▶ WHAT TO WORK ON
Output every line exactly as written. Leave out pictures.

^^^^^^^^

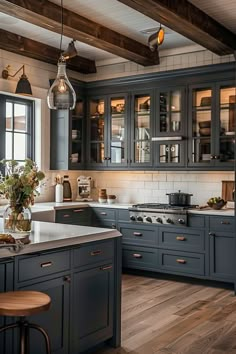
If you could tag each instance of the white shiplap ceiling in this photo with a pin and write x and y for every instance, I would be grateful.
(122, 19)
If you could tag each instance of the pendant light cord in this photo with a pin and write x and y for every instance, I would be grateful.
(62, 13)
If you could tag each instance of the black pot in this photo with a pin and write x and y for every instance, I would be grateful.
(179, 199)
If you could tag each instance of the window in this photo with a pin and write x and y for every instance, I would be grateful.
(16, 128)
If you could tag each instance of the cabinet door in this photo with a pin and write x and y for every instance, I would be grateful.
(92, 318)
(97, 131)
(56, 320)
(6, 284)
(201, 112)
(225, 140)
(116, 150)
(141, 128)
(222, 256)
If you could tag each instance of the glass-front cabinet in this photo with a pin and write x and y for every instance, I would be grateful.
(169, 127)
(141, 127)
(107, 124)
(212, 126)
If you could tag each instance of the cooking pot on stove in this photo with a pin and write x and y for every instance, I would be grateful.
(179, 199)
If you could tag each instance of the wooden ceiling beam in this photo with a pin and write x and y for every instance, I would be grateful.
(46, 14)
(186, 19)
(36, 50)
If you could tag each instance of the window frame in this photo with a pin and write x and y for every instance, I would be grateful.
(30, 107)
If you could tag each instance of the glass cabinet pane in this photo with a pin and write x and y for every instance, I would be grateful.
(142, 138)
(169, 153)
(117, 130)
(170, 111)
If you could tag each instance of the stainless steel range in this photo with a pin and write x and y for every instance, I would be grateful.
(162, 214)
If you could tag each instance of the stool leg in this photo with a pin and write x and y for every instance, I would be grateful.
(45, 335)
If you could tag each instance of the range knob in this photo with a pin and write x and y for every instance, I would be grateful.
(149, 219)
(181, 221)
(169, 221)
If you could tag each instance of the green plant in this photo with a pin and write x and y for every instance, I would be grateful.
(20, 182)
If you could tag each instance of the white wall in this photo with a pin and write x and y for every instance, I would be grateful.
(130, 187)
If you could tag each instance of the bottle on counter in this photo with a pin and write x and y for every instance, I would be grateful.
(67, 193)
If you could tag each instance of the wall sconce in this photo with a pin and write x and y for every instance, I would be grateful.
(156, 39)
(23, 86)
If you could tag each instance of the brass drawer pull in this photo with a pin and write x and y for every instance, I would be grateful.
(137, 255)
(180, 238)
(95, 253)
(137, 234)
(181, 261)
(106, 267)
(46, 264)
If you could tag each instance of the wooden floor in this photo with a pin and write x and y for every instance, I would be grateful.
(172, 317)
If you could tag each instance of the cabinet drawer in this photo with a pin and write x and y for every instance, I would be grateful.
(93, 253)
(221, 223)
(189, 263)
(32, 267)
(191, 240)
(139, 236)
(139, 257)
(104, 213)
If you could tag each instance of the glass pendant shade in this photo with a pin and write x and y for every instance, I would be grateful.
(61, 94)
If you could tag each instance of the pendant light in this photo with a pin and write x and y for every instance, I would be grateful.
(61, 94)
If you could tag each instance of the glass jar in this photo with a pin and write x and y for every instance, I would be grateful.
(17, 218)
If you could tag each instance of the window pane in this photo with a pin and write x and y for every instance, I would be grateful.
(8, 146)
(20, 118)
(19, 146)
(9, 116)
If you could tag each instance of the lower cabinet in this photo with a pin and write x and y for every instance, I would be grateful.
(222, 256)
(55, 321)
(92, 318)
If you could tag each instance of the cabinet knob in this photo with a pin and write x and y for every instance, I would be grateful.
(67, 279)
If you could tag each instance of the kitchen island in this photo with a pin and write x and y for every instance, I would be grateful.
(80, 269)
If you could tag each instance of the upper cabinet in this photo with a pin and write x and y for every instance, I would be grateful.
(107, 131)
(212, 125)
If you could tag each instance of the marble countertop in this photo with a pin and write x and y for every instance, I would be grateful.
(45, 236)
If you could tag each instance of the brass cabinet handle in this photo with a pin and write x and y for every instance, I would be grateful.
(67, 278)
(95, 253)
(137, 234)
(180, 238)
(181, 261)
(46, 264)
(137, 255)
(106, 267)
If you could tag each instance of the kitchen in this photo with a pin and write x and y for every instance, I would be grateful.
(138, 185)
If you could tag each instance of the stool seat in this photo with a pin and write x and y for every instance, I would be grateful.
(23, 303)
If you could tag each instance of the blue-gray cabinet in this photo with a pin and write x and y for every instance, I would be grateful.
(6, 284)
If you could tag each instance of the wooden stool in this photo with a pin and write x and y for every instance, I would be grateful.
(21, 304)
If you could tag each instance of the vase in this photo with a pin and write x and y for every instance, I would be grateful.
(17, 218)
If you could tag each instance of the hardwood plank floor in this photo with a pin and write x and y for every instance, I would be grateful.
(173, 317)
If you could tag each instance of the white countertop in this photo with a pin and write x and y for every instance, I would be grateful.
(46, 236)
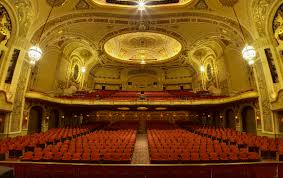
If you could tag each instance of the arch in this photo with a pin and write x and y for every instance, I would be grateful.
(270, 19)
(14, 20)
(229, 121)
(248, 119)
(53, 121)
(35, 119)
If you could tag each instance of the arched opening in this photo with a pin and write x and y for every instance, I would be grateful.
(53, 119)
(230, 119)
(248, 120)
(35, 120)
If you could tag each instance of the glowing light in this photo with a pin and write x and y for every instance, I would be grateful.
(251, 62)
(202, 69)
(34, 53)
(141, 5)
(83, 69)
(249, 53)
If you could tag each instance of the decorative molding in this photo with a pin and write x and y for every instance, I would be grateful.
(91, 102)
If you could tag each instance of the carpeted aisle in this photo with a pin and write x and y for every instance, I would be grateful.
(141, 154)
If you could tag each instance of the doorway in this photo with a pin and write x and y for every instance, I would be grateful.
(35, 120)
(248, 120)
(230, 119)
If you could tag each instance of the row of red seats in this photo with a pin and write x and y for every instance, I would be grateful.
(115, 146)
(186, 146)
(20, 142)
(240, 138)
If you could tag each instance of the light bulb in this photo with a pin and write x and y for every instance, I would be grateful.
(249, 52)
(83, 69)
(202, 69)
(141, 5)
(35, 53)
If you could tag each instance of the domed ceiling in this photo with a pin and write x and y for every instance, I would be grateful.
(143, 47)
(149, 3)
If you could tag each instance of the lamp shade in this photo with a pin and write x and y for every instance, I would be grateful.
(249, 53)
(34, 53)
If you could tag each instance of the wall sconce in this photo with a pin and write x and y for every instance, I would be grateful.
(202, 69)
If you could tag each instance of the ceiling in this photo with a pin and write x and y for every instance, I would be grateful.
(142, 47)
(113, 33)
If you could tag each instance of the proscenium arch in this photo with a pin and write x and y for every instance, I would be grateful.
(270, 17)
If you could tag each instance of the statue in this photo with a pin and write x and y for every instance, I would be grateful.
(5, 34)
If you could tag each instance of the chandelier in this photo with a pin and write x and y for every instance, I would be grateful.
(248, 52)
(35, 52)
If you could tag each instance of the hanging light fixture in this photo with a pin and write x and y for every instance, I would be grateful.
(248, 52)
(35, 52)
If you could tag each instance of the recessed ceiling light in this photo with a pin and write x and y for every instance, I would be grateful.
(160, 109)
(142, 108)
(141, 5)
(123, 108)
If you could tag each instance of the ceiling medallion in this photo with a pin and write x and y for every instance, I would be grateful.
(142, 108)
(228, 3)
(148, 3)
(123, 108)
(55, 3)
(142, 47)
(160, 109)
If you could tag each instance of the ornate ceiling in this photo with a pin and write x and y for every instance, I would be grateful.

^^^^^^^^

▶ WORKED SOLUTION
If you could tag each instance of the white shiplap ceiling in this photo with a pin and write x and y for every instance, I would be grateful.
(122, 19)
If you could tag each instance of the pendant light cord in this photo with a pin and write x and y for every instance, I would be grateful.
(62, 13)
If you could tag each instance of the black pot in this photo with a pin and write x and y for every instance, I would be grateful.
(179, 199)
If you could tag each instance of the window in this photo with a pin and write x and y for every instance, I would be grateful.
(16, 128)
If you could tag each instance of the cabinet door in this photo with a pin and write x and y for every instance, I would be grateful.
(92, 318)
(97, 131)
(56, 320)
(6, 284)
(201, 112)
(225, 140)
(116, 150)
(141, 128)
(222, 256)
If you could tag each instance of the glass-front cabinet in this photo with a pin and write x and y for every instance, I would be grateful.
(169, 127)
(141, 127)
(107, 124)
(212, 126)
If you could tag each instance of the cooking pot on stove in this photo with a pin and write x and y for every instance, I would be grateful.
(179, 199)
If you could tag each instance of the wooden ceiling beam in this photo with a pin and write x and y for every instance, I would be grateful.
(46, 14)
(186, 19)
(36, 50)
If you could tag each instance of the window frame in this photo with a pin and write x and y for every instance, I would be grateful.
(30, 107)
If you could tag each instance of the glass cabinet pane in this photo with a pin and write x and y for every instance, I would be grateful.
(142, 138)
(169, 153)
(117, 130)
(170, 111)
If you could tag each instance of the stainless steel range in this photo with a pin and write x and y for every instance, I would be grateful.
(162, 214)
If you could tag each instance of the stool leg in this photo with a pin and write x and y for every instance, I would be grateful.
(45, 335)
If you could tag each instance of the range knob in this photo with a pin and write x and y for every instance, I would be grateful.
(149, 219)
(181, 221)
(169, 221)
If you could tag each instance of the green plant in this photo with a pin and write x and y for every instance, I would be grateful.
(20, 182)
If you could tag each instance of the white wall in this photo with a pin and write x and y for every instance, I would be grateful.
(130, 187)
If you could tag each instance of the bottle on counter in this photo with a pin and write x and y for every instance, I would be grateful.
(67, 193)
If you could tag each instance of the wall sconce in this photo with a pin and write x and y for every instance, I would be grateful.
(156, 39)
(23, 86)
If you could tag each instance of the brass drawer pull in this photo with a pin and write x and y for every instance, I would be grateful.
(137, 255)
(180, 238)
(95, 253)
(137, 234)
(181, 261)
(106, 267)
(46, 264)
If you could tag each instance of the wooden floor in this photo with a pin and write x and y for every instance, I would be grateful.
(172, 317)
If you could tag each instance of the cabinet drawer in this photo with a pin and write x and y for every instance, I would be grateful.
(93, 253)
(221, 223)
(189, 263)
(32, 267)
(191, 240)
(139, 236)
(139, 257)
(104, 213)
If you could tag each instance of the glass pendant shade in this photo with a pin and write x and y for every instance, I would be grateful.
(61, 94)
If you could tag each instance of the pendant light in this photo with a pin and write x and y for every instance, I would be grateful.
(61, 94)
If you could tag each instance of the glass jar in this photo with a pin and write x and y for every instance, I would be grateful.
(17, 218)
If you could tag each instance of the window pane in this photo with a pin and write x and y for every instance, I would be grateful.
(8, 146)
(20, 118)
(19, 146)
(9, 116)
If you could tag each instance of the lower cabinet in this photo with a pin and write x and y for every instance, I would be grateful.
(222, 256)
(55, 321)
(92, 318)
If you could tag each instance of the cabinet knob in this photo with a pin and write x and y for every instance, I would be grateful.
(67, 279)
If you could tag each instance of the kitchen island in this photo with a pin and write x and y for every instance, I would be grateful.
(80, 269)
If you could tag each instance of the upper cabinet in this photo with a pin and write x and y for every instance, I would be grateful.
(107, 131)
(212, 125)
If you could tag each instance of the marble countertop in this photo with a pin and write x and y for every instance, I would be grateful.
(45, 236)
If you could tag each instance of the brass cabinet handle in this photo with a pin and write x and y for every instance, I would be grateful.
(67, 278)
(95, 253)
(137, 234)
(180, 238)
(181, 261)
(46, 264)
(137, 255)
(106, 267)
If you could tag each instance of the kitchen in this photo with a pin and write x and y for every instance, I would be grateful.
(138, 185)
If you could tag each instance of the stool seat in this photo with a pin and write x and y for every instance, I would be grateful.
(23, 303)
If you could tag each instance of the blue-gray cabinet in this photo with a pin and write x and y for every instance, I would be grateful.
(6, 284)
If you could tag each instance of the wooden stool in this photo with a pin and write x and y for every instance, I would be grateful.
(21, 304)
If you could tag each instance of the vase in this photo with a pin and write x and y for every instance, I would be grateful.
(17, 218)
If you could tag each instance of the hardwood plank floor in this photo with a pin and write x and y for every instance, I would be grateful.
(173, 317)
If you could tag each instance of the white countertop in this photo with a pin and write x and y for every instance, I would be grateful.
(46, 236)
If you could tag each instance of the arch in this photo with a pin and write x and y for every instance, I would be grateful.
(270, 19)
(14, 20)
(229, 121)
(248, 119)
(53, 121)
(35, 119)
If you could tag each instance of the arched opening in this photo with a pin and write x and y for every instance, I would be grateful.
(53, 119)
(230, 119)
(248, 120)
(35, 120)
If you could tag each instance of the glowing light in this photo with a pin and write x and y for every instance, I would be grateful.
(251, 62)
(202, 69)
(34, 53)
(141, 5)
(83, 69)
(249, 53)
If you could tag each instance of the decorative molding in this photo with a pin and write x and y for every instance, I would be grateful.
(91, 102)
If you could tag each instance of the carpeted aisle in this photo with a pin and write x and y for every instance, I would be grateful.
(141, 154)
If you could tag each instance of the doorway in this photo with a pin and write x and y for every instance, I would be grateful.
(35, 120)
(248, 120)
(230, 119)
If you could tag each instance of the row of red seats in this photo with a pin and write x and y for every instance, I would be grateful.
(115, 146)
(186, 146)
(20, 142)
(240, 138)
If you could tag each instance of the light bulb in this photo with a pin and write x and y for every instance, I would be grateful.
(249, 52)
(83, 69)
(202, 69)
(141, 5)
(35, 53)
If you could tag each instance of the domed ceiling in this photo with a pin and write x and y for every instance, I would be grateful.
(143, 47)
(149, 3)
If you could tag each instance of the lamp shade in this photo with a pin and write x and y for every instance, I would be grateful.
(249, 53)
(34, 53)
If you could tag each instance of the wall sconce in this photo with a pin and write x and y for every instance, I would be grateful.
(202, 69)
If you could tag each instance of the ceiling in this photo with a pin and write x and y for every instance, I would be grateful.
(142, 47)
(113, 33)
If you could tag each instance of the proscenium arch in this photo with a pin and write x and y for every instance, I would be grateful.
(270, 17)
If you could tag each instance of the statue in this photo with a pin and write x and y for every instance, I would be grateful.
(5, 34)
If you could tag each instance of the chandelier in this photo with a pin and write x and y for every instance, I would be grateful.
(248, 52)
(35, 52)
If you could tag each instance of the hanging light fixture in this photo with a pin and write x and y for every instance, I would be grateful.
(248, 52)
(35, 52)
If you could tag each instance of the recessed ceiling light in this photo with a pin and write x and y for every instance, I would be grateful.
(160, 109)
(142, 108)
(141, 5)
(123, 108)
If you could tag each instance of the ceiling medallion in this photo with a pin and write x and y for every instance, I would be grateful.
(142, 108)
(228, 3)
(148, 3)
(123, 108)
(55, 3)
(142, 47)
(160, 109)
If you could tag each instance of the ornate ceiling in this photo with a pin and write x and y for every instance, I would be grateful.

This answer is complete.